Data to process:
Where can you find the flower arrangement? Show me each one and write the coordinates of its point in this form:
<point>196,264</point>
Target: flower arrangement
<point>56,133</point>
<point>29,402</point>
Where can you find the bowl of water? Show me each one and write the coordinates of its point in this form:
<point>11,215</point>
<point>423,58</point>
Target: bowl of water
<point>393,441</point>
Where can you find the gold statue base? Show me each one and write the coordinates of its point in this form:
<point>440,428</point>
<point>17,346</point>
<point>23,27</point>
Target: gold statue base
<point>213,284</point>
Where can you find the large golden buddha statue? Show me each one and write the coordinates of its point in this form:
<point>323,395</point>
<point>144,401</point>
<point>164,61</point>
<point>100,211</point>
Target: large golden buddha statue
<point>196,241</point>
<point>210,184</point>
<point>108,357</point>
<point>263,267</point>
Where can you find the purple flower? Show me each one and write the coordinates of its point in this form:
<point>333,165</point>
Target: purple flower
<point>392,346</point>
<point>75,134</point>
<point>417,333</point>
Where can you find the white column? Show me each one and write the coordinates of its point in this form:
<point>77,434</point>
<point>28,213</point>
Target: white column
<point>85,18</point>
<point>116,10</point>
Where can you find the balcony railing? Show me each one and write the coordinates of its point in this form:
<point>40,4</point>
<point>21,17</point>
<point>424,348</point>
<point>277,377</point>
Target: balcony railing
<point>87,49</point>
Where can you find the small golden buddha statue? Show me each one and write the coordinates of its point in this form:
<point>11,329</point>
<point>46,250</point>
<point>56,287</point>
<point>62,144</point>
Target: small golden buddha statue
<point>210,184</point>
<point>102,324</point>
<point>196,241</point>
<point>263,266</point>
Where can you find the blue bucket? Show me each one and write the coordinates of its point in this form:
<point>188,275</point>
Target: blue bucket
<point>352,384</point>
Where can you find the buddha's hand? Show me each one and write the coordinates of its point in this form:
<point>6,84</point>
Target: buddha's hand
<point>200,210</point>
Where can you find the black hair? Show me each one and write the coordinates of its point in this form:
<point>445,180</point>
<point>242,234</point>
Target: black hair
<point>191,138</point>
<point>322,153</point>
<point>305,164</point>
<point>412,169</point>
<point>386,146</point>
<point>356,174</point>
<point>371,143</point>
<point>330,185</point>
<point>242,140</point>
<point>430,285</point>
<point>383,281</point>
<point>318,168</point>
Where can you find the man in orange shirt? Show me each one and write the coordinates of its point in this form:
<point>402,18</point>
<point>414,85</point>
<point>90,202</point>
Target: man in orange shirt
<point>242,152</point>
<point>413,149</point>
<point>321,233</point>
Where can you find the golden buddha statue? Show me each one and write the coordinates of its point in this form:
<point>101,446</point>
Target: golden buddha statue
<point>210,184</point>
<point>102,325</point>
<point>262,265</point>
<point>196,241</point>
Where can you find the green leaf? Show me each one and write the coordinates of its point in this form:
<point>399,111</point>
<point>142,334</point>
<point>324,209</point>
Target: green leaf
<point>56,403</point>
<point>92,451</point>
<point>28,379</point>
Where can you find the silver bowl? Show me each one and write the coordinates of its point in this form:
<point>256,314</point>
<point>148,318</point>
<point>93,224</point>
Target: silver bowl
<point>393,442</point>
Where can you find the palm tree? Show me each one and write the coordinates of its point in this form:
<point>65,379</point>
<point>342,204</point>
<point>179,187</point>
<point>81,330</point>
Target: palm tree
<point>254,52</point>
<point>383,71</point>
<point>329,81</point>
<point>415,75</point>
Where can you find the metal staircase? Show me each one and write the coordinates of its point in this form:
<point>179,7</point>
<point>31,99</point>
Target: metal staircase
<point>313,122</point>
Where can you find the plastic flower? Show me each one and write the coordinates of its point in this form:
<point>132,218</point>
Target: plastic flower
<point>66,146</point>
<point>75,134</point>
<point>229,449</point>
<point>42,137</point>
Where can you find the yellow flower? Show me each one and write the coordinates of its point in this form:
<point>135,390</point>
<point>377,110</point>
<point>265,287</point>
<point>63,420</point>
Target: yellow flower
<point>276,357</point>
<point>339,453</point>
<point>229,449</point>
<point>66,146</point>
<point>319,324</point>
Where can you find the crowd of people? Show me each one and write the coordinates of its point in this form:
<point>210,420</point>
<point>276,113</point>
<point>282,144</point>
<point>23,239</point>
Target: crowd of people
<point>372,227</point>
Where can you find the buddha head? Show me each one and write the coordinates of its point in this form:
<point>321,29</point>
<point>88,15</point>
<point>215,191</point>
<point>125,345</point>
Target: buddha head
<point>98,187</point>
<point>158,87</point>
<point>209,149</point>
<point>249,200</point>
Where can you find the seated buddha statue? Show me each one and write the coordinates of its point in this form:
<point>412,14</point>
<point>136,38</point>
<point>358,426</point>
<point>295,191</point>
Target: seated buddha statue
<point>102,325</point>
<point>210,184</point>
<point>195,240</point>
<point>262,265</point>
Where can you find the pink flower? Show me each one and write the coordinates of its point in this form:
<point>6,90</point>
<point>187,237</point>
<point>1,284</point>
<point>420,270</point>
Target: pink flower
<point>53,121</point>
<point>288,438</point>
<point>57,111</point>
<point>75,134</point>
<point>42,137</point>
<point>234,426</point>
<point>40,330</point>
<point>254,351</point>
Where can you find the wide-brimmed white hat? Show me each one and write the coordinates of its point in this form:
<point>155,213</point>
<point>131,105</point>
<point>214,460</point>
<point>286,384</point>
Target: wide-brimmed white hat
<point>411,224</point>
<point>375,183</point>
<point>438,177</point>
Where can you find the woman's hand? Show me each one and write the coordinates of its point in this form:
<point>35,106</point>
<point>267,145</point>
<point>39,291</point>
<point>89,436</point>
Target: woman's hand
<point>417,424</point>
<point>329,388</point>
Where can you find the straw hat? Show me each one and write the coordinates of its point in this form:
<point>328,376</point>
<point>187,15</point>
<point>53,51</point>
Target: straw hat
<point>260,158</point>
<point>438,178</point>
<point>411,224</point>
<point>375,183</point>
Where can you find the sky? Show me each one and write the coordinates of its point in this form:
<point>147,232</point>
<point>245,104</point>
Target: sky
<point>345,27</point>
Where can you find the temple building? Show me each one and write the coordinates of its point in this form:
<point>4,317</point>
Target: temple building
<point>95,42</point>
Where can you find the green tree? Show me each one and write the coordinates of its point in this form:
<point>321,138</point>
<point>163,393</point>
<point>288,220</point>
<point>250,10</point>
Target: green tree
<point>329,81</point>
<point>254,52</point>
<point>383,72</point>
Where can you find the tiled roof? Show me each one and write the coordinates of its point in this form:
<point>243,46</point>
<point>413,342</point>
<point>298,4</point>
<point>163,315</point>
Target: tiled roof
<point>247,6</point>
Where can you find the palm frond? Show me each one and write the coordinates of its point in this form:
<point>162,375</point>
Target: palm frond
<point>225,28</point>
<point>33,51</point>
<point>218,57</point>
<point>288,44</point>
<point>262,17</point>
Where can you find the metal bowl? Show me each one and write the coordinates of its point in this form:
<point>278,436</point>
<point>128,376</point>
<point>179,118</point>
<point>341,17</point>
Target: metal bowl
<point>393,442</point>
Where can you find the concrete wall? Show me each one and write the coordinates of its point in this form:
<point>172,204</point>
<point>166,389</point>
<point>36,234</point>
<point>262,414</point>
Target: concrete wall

Job: Word for word, write out all of the data above.

The answer:
Where can you find the flower arrangement? Show me each one and write the coordinates of its point in this form:
<point>196,264</point>
Target: flower arrangement
<point>56,133</point>
<point>29,402</point>
Where can you find the bowl of water? Show me each one and write the coordinates of its point in this form:
<point>11,215</point>
<point>423,58</point>
Target: bowl of water
<point>393,441</point>
Where can you find the gold statue base? Show me each one and write the coordinates of its point in this form:
<point>440,428</point>
<point>17,346</point>
<point>23,27</point>
Target: gold statue base
<point>213,284</point>
Where can you find the large golden buddha statue? Show me each one and write the coordinates of its point in this form:
<point>323,395</point>
<point>144,401</point>
<point>164,61</point>
<point>100,211</point>
Target: large golden buddha statue
<point>196,241</point>
<point>210,184</point>
<point>108,357</point>
<point>263,267</point>
Where can you find the purple flower? Show me each one and write the coordinates of its point in this form:
<point>333,165</point>
Target: purple flower
<point>392,346</point>
<point>75,134</point>
<point>417,333</point>
Where can you find the white column? Show me each one and write the coordinates of its point in this form:
<point>77,434</point>
<point>28,213</point>
Target: white column
<point>85,18</point>
<point>116,10</point>
Where can you find the balcony railing? Show me each one and write the coordinates of its point in this form:
<point>40,4</point>
<point>21,17</point>
<point>424,348</point>
<point>277,377</point>
Target: balcony railing
<point>87,49</point>
Where can you find the small golden buddha statue? Show me each one and write the coordinates of its point in this form:
<point>11,329</point>
<point>46,250</point>
<point>56,287</point>
<point>62,144</point>
Target: small golden buddha statue
<point>210,184</point>
<point>102,324</point>
<point>196,241</point>
<point>263,266</point>
Where can you find the blue bucket? Show me each one and write the coordinates of its point in this form:
<point>188,275</point>
Target: blue bucket
<point>352,384</point>
Where can you find the buddha's hand? Show me each one and write the coordinates of its point in this form:
<point>6,84</point>
Target: buddha's hand
<point>200,210</point>
Where can you find the black hair? Show me each one and write the coordinates of its point in this form:
<point>445,180</point>
<point>242,234</point>
Target: black hair
<point>191,138</point>
<point>322,153</point>
<point>305,164</point>
<point>412,169</point>
<point>386,146</point>
<point>356,174</point>
<point>371,143</point>
<point>330,185</point>
<point>242,140</point>
<point>430,285</point>
<point>383,281</point>
<point>318,168</point>
Where can you find the man in orange shirt? Show me each one and write the coordinates of its point in this form:
<point>402,18</point>
<point>414,85</point>
<point>90,202</point>
Target: man in orange shirt
<point>242,152</point>
<point>413,149</point>
<point>321,233</point>
Where can you find the golden buddha statue? Show me each one and write the coordinates of its point in this form:
<point>101,446</point>
Target: golden buddha statue
<point>210,184</point>
<point>102,325</point>
<point>262,265</point>
<point>196,241</point>
Where can you find the green leaf? Show me each one and write the coordinates of its point in this form:
<point>399,111</point>
<point>142,334</point>
<point>324,209</point>
Target: green leaf
<point>56,403</point>
<point>92,451</point>
<point>28,379</point>
Where can you find the silver bowl? Show me each one and write the coordinates of its point in this form:
<point>256,314</point>
<point>148,318</point>
<point>93,224</point>
Target: silver bowl
<point>393,442</point>
Where can you find the palm tree? Show me each one and write the coordinates of its point in this form:
<point>65,379</point>
<point>342,204</point>
<point>179,187</point>
<point>81,330</point>
Target: palm tree
<point>254,52</point>
<point>383,71</point>
<point>329,81</point>
<point>415,75</point>
Where can you find the metal staircase? Show me each one and write the coordinates of its point in this form:
<point>179,7</point>
<point>31,99</point>
Target: metal staircase
<point>313,122</point>
Where can you find the plastic flower? Show me each one and write the coordinates of its point in this form:
<point>132,218</point>
Target: plastic flower
<point>66,146</point>
<point>75,134</point>
<point>229,449</point>
<point>42,137</point>
Where can you find the yellow flower? Show me each one and write the coordinates of its point in this form:
<point>135,390</point>
<point>377,110</point>
<point>265,287</point>
<point>63,420</point>
Target: yellow flower
<point>276,357</point>
<point>339,453</point>
<point>229,449</point>
<point>66,146</point>
<point>319,324</point>
Where can you find the crowd of people? Show me each one and write the coordinates of its point in this form:
<point>210,420</point>
<point>276,113</point>
<point>282,144</point>
<point>23,239</point>
Target: crowd of people
<point>372,227</point>
Where can you find the buddha head? Show me each one and write the coordinates of its point in this form:
<point>321,29</point>
<point>88,15</point>
<point>215,191</point>
<point>125,345</point>
Target: buddha head
<point>98,187</point>
<point>158,87</point>
<point>209,149</point>
<point>249,200</point>
Where can you find the seated buddha statue? Show me each one and write the coordinates of its point in this form:
<point>412,14</point>
<point>136,38</point>
<point>358,426</point>
<point>295,191</point>
Target: seated buddha statue
<point>102,325</point>
<point>210,184</point>
<point>195,240</point>
<point>262,265</point>
Where can you find the pink flower? Show me each one and write the coordinates of its point in this form:
<point>6,90</point>
<point>187,237</point>
<point>1,284</point>
<point>420,270</point>
Target: pink flower
<point>53,121</point>
<point>288,438</point>
<point>57,111</point>
<point>75,134</point>
<point>42,137</point>
<point>234,426</point>
<point>40,330</point>
<point>254,351</point>
Where can you find the wide-brimmed white hat? Show me each one and write the coordinates of its point in this form:
<point>155,213</point>
<point>131,105</point>
<point>214,460</point>
<point>286,384</point>
Target: wide-brimmed white hat
<point>411,224</point>
<point>375,183</point>
<point>438,177</point>
Where can you find the woman's hand? Show me each one and write the coordinates of its point in this form:
<point>35,106</point>
<point>267,145</point>
<point>39,291</point>
<point>89,436</point>
Target: woman's hand
<point>417,424</point>
<point>329,388</point>
Where can you find the straw hat? Show me each one and write the coordinates of its point in this form:
<point>328,376</point>
<point>187,15</point>
<point>53,51</point>
Target: straw hat
<point>260,158</point>
<point>438,178</point>
<point>411,224</point>
<point>375,183</point>
Where can you find the sky? Show me each one and write the coordinates of its point in this form:
<point>147,232</point>
<point>245,104</point>
Target: sky
<point>345,27</point>
Where can you find the temple building? Show me each one and write the coordinates of its point in this form:
<point>4,317</point>
Target: temple building
<point>95,42</point>
Where can you find the green tree? Show me each one and write the coordinates of its point in this form:
<point>321,138</point>
<point>163,393</point>
<point>288,220</point>
<point>250,10</point>
Target: green tree
<point>329,81</point>
<point>254,52</point>
<point>383,72</point>
Where can you find the tiled roof? Show me each one and write the coordinates of its point in this form:
<point>243,46</point>
<point>413,342</point>
<point>298,4</point>
<point>163,315</point>
Target: tiled roof
<point>247,6</point>
Where can you find the palm frond? Show me each one and write the coordinates of its point in this form:
<point>162,375</point>
Target: palm frond
<point>225,28</point>
<point>33,51</point>
<point>218,57</point>
<point>288,44</point>
<point>262,17</point>
Where can you find the metal bowl? Show me each one and write the coordinates of its point in this form:
<point>278,436</point>
<point>128,376</point>
<point>179,118</point>
<point>341,17</point>
Target: metal bowl
<point>393,442</point>
Where can you find the concrete wall? Show me each one and write the coordinates of its point in this form:
<point>172,204</point>
<point>166,389</point>
<point>36,234</point>
<point>262,414</point>
Target: concrete wall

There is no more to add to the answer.